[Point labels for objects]
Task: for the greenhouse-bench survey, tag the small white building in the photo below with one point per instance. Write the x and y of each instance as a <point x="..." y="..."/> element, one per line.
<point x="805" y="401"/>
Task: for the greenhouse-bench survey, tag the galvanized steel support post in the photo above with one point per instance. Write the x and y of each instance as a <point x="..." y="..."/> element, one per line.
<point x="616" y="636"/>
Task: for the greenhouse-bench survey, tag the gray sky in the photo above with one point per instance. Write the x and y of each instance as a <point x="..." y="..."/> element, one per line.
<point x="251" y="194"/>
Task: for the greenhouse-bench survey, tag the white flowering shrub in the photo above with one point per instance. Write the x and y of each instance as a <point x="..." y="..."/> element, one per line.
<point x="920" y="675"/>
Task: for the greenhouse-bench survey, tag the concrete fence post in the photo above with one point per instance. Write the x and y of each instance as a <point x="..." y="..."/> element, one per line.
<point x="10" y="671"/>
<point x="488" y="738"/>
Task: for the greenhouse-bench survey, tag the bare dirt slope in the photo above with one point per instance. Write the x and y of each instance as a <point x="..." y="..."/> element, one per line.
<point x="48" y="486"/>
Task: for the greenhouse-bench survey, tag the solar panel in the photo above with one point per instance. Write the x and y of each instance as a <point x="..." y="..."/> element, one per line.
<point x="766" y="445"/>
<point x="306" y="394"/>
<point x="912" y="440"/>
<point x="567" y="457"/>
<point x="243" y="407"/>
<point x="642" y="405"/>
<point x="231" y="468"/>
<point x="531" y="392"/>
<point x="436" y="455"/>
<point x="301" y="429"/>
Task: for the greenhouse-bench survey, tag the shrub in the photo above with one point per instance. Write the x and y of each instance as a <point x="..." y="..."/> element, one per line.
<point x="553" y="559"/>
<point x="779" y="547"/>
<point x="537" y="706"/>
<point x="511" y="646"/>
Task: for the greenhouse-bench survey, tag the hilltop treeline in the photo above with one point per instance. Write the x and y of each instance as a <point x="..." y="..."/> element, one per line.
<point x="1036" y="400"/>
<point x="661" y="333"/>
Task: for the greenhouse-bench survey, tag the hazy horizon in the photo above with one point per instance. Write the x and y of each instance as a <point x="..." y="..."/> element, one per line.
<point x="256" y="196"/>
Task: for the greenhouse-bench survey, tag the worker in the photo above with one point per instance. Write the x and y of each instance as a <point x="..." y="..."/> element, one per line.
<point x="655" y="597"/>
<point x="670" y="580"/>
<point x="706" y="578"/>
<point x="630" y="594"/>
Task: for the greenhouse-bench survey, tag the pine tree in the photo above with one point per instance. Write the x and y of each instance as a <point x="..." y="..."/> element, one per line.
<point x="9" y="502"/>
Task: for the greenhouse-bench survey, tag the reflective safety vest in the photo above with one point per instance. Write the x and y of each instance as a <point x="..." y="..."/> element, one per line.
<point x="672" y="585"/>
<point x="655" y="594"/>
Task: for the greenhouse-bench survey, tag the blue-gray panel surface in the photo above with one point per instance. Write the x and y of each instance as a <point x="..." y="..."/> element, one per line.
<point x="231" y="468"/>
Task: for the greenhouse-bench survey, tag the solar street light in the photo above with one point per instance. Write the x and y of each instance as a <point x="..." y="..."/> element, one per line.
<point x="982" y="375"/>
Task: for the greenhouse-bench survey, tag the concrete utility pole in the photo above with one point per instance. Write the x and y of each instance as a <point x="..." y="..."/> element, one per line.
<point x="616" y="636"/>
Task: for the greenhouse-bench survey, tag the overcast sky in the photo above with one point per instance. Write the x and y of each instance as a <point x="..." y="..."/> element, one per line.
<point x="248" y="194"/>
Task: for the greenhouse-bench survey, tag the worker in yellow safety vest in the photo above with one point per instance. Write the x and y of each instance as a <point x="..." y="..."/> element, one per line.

Requirement
Copy all of the material above line for line, with every character unchanged.

Completed exercise
Task: for the greenhouse-bench survey, tag the small white building in the photo below with one point per instance. Write the x and y of each instance as a <point x="..." y="..."/> element, one per line.
<point x="805" y="401"/>
Task: for the greenhouse-bench survey, tag the galvanized steel support post in the photo above with one point per instance. Write the x and y of each instance as a <point x="..." y="..."/> element, one per line.
<point x="616" y="636"/>
Task: for the greenhouse-bench survey, tag the gray sky in the photo above with one point per instance. Write the x and y of each instance as a <point x="..." y="..."/> element, one per line.
<point x="251" y="194"/>
Task: for the greenhouse-bench survey, tag the white flowering shrub in the photo above with one point per instance. Write the x and y of each instance as a <point x="..." y="..."/> element, one per line.
<point x="920" y="675"/>
Task: for the greenhouse-bench survey, tag the concrete fence post in the photo above with one point per instance. Write the x and y of each instance as a <point x="..." y="..."/> element, one per line.
<point x="10" y="671"/>
<point x="488" y="738"/>
Task: for the greenhouse-bench survey, tag the bare dirt slope in the photo above with one point per instance. Write the x and y of each instance as a <point x="..." y="..."/> element, one per line.
<point x="48" y="486"/>
Task: for the greenhouse-bench survey, tag the solar panel in the photo above with one point per instance. Write the x and y of each instance as a <point x="..." y="..."/> element, one per line.
<point x="766" y="445"/>
<point x="306" y="394"/>
<point x="912" y="440"/>
<point x="567" y="457"/>
<point x="243" y="407"/>
<point x="642" y="405"/>
<point x="231" y="468"/>
<point x="531" y="392"/>
<point x="436" y="455"/>
<point x="301" y="429"/>
Task: for the greenhouse-bench survey, tag the shrub in the photo above with one point per instance. Write the x and y of each instance as a <point x="..." y="..."/> element, one per line.
<point x="553" y="559"/>
<point x="779" y="547"/>
<point x="537" y="706"/>
<point x="511" y="646"/>
Task: for the greenhouse-bench survey, tag the hilltop treeline in the photo above with one point per instance. Write the x and y of each instance as a <point x="..." y="..."/> element, one per line.
<point x="1036" y="400"/>
<point x="661" y="333"/>
Task: for the greenhouse-bench survey, tag the hazy horizon in the photo above with one point per instance. Write the x and y of each instance as a <point x="..." y="..."/> element, one per line.
<point x="256" y="196"/>
Task: for the greenhouse-bench survey, tag the worker in the photo above with one point per instance. Write the x and y of each instance as a <point x="..." y="..."/> element, one per line.
<point x="655" y="597"/>
<point x="670" y="580"/>
<point x="706" y="578"/>
<point x="630" y="594"/>
Task: for the greenhouse-bench survey, tag the pine tree in the photo above with one point per instance. Write the x and y of each instance as a <point x="..." y="..."/> element, one per line.
<point x="9" y="502"/>
Task: for the greenhouse-bench survey, tag the reflective safety vest in the photo above with one point per instance. Write the x and y of each instance as a <point x="..." y="..."/> element, one per line.
<point x="672" y="585"/>
<point x="655" y="594"/>
Task: for the greenhouse-bench survey, tag the blue-gray panel surface in the photo above with one point per instance. Write the x and y of each instance as a <point x="..." y="..."/> element, one per line.
<point x="231" y="468"/>
Task: for the greenhouse-bench survey, tag the solar street light in the photo above with one point per instance. Write the x and y of each instance as a <point x="..." y="..."/> element, one per line.
<point x="982" y="375"/>
Task: for the greenhouse-bench survey, tag the concrete utility pole in the photo above with one point per instance. Write the x and y of each instance as a <point x="..." y="..."/> element, one per line.
<point x="616" y="636"/>
Task: for the greenhouse-bench survey, tag the overcast sky in the photo above with one point per instance. Write the x and y of each instance as a <point x="..." y="..."/> element, one per line.
<point x="248" y="194"/>
Task: for the greenhouse-bench survey, tag the worker in yellow safety vest in the photo above with one point per instance. Write the x and y of each instance as a <point x="..." y="..."/> element, one per line.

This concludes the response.